Text to read =
++++++++

Alessia’s commitment to feminisms, and to issues related to gender, and sexuality reach beyond academia. She performs acrobatic movement and dance at Lava Studios in Brooklyn, NY, which is a feminist, gender-fluid arts space for individuals of all ages and abilities, committed to community building. She is also a consultant for UN Women’s HeForShe Initiative, for a project that investigates gender bias in cinema. As a graduate fellow, Alessia is interested fostering further dialogue on the impact of media and representation on the forging of a gendered and sexed subjectivity, by including more media and arts-related events and conversations in the IRWGS program. She is eager to create more alliances with activists, artists, philosophers, and communities outside of academia to cultivate reciprocal intellectual and activist enrichment.
Leah Werier
Leah Werier is a fourth year PhD candidate in Art History, who focuses on 20th and 21st century art informed by feminist theory. She has recently completed an IRWGS graduate certificate. Leah has attended IRWGS events since she began studying at Columbia. She has also organized events in Art History with a focus on gender, including the program Works in Progress: Gender Stages // Staging Gender.

++++++++

Goal of the exercise =
Can you print the stretch of the graduate fellow profiles from "Alessia’s commitment to" through "and activist enrichment.", word for word?

++++++++

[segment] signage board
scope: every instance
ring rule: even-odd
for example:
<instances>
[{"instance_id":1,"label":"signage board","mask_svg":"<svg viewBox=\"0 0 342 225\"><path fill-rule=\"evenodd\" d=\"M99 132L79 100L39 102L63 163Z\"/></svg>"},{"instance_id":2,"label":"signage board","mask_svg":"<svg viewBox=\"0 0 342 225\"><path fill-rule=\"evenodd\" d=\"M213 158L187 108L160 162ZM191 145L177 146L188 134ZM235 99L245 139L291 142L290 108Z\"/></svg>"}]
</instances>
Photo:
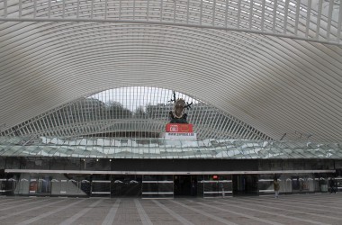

++++++++

Solved exercise =
Alessia’s commitment to feminisms, and to issues related to gender, and sexuality reach beyond academia. She performs acrobatic movement and dance at Lava Studios in Brooklyn, NY, which is a feminist, gender-fluid arts space for individuals of all ages and abilities, committed to community building. She is also a consultant for UN Women’s HeForShe Initiative, for a project that investigates gender bias in cinema. As a graduate fellow, Alessia is interested fostering further dialogue on the impact of media and representation on the forging of a gendered and sexed subjectivity, by including more media and arts-related events and conversations in the IRWGS program. She is eager to create more alliances with activists, artists, philosophers, and communities outside of academia to cultivate reciprocal intellectual and activist enrichment.